++++ Entries provided

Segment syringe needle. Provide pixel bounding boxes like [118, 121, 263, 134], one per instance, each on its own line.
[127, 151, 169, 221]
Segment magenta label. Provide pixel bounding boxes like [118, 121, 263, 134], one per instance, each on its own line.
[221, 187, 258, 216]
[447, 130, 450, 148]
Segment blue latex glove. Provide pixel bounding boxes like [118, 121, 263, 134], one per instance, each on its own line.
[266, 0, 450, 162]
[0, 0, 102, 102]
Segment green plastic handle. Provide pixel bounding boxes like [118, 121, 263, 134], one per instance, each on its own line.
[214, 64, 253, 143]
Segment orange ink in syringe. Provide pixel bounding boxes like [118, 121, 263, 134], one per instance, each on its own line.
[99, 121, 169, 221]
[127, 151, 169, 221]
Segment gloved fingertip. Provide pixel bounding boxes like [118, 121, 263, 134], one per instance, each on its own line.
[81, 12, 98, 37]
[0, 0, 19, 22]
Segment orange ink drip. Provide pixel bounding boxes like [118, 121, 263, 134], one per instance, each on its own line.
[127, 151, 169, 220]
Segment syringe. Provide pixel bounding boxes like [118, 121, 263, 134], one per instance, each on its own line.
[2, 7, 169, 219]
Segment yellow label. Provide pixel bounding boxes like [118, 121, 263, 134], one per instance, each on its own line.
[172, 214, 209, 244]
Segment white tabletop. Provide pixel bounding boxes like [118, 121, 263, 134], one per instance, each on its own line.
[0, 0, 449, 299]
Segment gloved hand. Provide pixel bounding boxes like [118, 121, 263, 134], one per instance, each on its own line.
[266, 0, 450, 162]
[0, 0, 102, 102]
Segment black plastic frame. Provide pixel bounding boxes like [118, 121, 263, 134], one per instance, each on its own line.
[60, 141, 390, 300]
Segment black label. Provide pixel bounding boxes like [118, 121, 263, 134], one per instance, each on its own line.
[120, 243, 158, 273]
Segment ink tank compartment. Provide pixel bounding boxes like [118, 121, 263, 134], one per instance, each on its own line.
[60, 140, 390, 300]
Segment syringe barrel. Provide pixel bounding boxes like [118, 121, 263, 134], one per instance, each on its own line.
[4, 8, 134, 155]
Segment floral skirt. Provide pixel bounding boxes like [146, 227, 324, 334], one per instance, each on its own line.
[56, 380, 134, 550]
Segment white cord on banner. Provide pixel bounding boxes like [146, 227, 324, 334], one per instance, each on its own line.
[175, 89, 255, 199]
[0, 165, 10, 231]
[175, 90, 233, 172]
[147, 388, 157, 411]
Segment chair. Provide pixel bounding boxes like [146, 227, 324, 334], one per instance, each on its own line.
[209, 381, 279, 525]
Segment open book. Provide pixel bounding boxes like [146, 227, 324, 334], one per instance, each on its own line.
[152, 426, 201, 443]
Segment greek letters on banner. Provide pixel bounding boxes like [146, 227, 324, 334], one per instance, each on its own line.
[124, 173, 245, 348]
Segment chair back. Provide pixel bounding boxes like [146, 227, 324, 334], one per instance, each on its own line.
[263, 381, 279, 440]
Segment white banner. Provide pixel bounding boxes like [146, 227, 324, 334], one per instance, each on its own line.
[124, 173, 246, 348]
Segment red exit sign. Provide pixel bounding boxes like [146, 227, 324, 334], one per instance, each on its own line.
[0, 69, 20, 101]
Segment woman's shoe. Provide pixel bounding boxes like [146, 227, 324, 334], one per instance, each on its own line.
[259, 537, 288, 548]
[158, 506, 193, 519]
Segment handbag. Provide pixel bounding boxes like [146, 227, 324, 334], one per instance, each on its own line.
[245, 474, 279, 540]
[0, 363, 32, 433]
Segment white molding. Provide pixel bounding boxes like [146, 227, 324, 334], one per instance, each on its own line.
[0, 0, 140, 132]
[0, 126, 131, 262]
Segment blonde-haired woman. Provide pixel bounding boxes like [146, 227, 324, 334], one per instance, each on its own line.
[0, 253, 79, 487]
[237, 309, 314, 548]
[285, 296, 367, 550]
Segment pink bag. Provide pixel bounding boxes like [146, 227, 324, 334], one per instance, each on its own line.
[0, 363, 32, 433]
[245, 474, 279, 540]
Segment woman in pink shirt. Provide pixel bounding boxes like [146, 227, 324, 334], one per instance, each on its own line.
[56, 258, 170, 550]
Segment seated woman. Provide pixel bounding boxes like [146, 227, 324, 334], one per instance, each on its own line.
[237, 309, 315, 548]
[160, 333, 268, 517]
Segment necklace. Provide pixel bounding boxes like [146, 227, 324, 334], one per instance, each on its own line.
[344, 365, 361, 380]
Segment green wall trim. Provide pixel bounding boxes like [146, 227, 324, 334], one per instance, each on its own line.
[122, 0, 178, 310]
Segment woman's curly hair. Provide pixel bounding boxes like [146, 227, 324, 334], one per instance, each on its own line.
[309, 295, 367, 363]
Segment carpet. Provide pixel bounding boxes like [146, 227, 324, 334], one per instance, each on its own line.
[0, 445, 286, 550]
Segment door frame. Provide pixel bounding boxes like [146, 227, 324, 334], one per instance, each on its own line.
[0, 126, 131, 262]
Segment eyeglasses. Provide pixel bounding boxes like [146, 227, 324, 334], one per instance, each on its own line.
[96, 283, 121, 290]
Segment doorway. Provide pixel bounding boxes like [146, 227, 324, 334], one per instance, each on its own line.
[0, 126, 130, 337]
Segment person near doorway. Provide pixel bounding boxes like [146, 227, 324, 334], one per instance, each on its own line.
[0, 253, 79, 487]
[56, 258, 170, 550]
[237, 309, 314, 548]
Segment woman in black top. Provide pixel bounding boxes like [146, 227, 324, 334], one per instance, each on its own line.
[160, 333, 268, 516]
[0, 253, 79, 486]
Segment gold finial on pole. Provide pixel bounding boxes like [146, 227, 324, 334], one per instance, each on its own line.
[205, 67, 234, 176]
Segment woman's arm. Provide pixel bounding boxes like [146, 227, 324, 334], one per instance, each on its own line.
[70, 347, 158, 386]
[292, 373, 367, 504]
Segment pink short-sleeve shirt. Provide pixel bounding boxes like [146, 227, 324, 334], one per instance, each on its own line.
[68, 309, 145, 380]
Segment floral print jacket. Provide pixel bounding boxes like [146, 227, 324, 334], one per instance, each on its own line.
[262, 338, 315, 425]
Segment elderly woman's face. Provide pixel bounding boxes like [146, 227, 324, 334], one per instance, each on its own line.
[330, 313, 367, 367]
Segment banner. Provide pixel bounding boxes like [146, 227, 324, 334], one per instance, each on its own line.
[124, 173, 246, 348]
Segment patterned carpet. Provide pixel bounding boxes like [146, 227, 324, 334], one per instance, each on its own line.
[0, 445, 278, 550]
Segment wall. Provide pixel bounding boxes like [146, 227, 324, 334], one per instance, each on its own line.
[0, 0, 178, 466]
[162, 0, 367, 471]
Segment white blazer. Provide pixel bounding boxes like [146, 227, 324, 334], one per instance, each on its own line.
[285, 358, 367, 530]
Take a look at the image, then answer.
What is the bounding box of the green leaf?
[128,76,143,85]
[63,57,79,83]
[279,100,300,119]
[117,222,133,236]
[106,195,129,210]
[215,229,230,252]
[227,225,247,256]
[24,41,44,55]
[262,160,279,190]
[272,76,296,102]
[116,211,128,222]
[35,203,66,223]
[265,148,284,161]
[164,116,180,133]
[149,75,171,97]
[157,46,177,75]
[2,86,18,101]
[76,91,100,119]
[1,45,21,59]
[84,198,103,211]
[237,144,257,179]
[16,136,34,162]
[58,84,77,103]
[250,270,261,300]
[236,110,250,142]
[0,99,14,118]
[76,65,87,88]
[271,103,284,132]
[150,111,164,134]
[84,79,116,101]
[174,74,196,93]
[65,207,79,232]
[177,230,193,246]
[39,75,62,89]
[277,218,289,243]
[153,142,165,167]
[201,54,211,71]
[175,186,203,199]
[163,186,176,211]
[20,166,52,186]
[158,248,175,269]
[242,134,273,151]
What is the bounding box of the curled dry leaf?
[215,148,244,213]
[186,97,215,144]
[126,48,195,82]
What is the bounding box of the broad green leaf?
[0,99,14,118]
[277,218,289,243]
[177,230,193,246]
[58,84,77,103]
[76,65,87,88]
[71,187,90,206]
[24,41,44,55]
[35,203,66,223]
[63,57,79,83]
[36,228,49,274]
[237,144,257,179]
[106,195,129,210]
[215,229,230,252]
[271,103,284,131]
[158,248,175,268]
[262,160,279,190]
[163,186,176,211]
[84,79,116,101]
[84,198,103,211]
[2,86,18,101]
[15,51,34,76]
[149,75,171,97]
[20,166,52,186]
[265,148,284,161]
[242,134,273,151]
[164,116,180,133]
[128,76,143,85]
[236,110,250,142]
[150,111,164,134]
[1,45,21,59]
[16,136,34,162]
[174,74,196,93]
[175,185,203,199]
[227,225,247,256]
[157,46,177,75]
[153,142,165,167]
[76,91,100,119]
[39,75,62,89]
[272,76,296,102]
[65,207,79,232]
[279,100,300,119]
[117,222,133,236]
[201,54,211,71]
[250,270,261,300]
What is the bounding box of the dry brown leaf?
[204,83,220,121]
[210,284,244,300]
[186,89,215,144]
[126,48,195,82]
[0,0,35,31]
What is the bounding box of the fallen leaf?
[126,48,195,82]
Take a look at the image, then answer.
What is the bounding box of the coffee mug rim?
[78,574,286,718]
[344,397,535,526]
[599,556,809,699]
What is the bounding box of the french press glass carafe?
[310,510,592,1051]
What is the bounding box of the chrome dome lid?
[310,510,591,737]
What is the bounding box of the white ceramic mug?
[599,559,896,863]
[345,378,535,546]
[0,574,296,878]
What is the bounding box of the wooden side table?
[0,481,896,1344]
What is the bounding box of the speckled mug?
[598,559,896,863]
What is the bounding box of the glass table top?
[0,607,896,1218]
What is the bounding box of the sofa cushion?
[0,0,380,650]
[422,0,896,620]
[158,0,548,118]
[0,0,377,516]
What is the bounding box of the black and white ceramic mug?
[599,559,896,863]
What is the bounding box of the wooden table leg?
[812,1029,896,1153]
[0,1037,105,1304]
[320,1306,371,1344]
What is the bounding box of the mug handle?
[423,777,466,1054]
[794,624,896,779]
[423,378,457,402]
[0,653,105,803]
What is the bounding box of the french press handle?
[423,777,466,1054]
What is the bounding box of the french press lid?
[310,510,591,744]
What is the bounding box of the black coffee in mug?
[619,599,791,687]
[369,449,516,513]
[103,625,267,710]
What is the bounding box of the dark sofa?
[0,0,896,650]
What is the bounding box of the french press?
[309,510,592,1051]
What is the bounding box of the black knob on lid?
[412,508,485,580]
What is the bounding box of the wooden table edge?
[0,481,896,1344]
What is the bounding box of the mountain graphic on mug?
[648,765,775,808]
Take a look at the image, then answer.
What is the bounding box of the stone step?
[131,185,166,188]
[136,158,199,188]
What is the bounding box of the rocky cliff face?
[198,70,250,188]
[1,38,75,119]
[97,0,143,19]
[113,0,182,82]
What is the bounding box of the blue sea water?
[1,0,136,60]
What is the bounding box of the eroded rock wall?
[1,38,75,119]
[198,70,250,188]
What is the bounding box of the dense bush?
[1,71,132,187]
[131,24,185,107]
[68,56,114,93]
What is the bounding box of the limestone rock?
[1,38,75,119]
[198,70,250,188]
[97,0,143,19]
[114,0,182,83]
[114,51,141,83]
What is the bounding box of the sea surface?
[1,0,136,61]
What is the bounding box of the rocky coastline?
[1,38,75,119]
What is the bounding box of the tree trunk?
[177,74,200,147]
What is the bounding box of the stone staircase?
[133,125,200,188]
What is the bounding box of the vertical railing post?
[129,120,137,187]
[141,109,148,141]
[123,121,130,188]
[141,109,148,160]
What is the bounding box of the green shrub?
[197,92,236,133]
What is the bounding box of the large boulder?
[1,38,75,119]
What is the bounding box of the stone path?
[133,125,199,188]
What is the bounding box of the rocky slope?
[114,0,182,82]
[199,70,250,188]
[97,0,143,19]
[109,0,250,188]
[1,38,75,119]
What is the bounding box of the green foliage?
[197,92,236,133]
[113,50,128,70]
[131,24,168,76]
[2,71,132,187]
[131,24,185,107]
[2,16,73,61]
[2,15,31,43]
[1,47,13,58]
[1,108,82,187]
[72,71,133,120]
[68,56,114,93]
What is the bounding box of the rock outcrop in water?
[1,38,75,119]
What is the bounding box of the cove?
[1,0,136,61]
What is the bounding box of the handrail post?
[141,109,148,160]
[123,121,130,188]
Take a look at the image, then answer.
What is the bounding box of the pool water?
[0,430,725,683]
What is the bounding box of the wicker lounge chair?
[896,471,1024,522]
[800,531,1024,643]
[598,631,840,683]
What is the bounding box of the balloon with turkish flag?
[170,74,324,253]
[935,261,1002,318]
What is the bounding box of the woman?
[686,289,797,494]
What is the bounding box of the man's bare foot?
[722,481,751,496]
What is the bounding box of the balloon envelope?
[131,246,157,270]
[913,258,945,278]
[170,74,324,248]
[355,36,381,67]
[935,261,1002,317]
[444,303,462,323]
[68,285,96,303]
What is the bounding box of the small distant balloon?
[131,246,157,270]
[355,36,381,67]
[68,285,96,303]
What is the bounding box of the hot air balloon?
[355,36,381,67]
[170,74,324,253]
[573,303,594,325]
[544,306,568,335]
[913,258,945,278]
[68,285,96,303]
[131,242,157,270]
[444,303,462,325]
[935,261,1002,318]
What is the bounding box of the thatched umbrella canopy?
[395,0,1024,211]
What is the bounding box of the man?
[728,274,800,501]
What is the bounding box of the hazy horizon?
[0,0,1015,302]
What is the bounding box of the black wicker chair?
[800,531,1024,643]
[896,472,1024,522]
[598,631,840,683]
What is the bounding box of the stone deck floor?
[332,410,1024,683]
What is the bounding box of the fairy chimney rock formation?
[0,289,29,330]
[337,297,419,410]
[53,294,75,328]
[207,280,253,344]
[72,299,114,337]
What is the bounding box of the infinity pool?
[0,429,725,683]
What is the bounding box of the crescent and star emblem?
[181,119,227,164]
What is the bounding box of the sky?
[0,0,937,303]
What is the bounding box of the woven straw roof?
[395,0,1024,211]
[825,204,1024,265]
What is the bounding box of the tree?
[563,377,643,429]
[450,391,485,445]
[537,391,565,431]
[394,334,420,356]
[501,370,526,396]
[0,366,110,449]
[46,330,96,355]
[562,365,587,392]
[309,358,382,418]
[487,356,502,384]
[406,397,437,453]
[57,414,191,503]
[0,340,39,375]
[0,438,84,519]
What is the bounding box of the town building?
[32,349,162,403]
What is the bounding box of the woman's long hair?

++++++++

# [Problem statement]
Starting at the line containing "What is the bounding box of the crescent" and ending at the last of the items, write every line out again, requests included, multiplying each bounding-box coordinate in the answers by 1.15 and rounding to whole numbers, with halves rounded up.

# [Reply to the task]
What is the bounding box of the crescent and star emblem?
[208,137,261,189]
What is the bounding box of the sky?
[0,0,1078,348]
What is the bounding box of the woven straw roof?
[454,0,1178,243]
[949,235,1178,305]
What is the bounding box of the tree?
[647,434,739,493]
[518,450,558,512]
[618,450,650,496]
[453,384,483,409]
[576,426,605,455]
[0,421,127,516]
[53,380,110,408]
[646,420,675,451]
[355,412,439,481]
[560,409,577,442]
[467,457,503,521]
[66,476,220,578]
[0,391,45,431]
[0,504,97,597]
What is the bounding box of the town building?
[37,401,186,463]
What is the bounding box of the woman's long hair?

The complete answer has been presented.